◆ What this task involves
Return every line of the material below verbatim, leaving out the pictures.

◆ Material provided
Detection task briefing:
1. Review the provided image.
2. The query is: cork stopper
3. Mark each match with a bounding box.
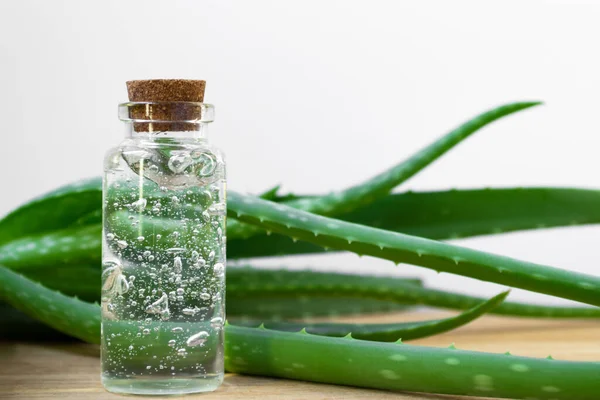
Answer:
[127,79,206,132]
[127,79,206,103]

◆ Correct output
Detection task briefing:
1. Review the provided image.
2. The query is: cork stopper
3. Mark each match with a bounding box.
Answer:
[127,79,206,132]
[127,79,206,103]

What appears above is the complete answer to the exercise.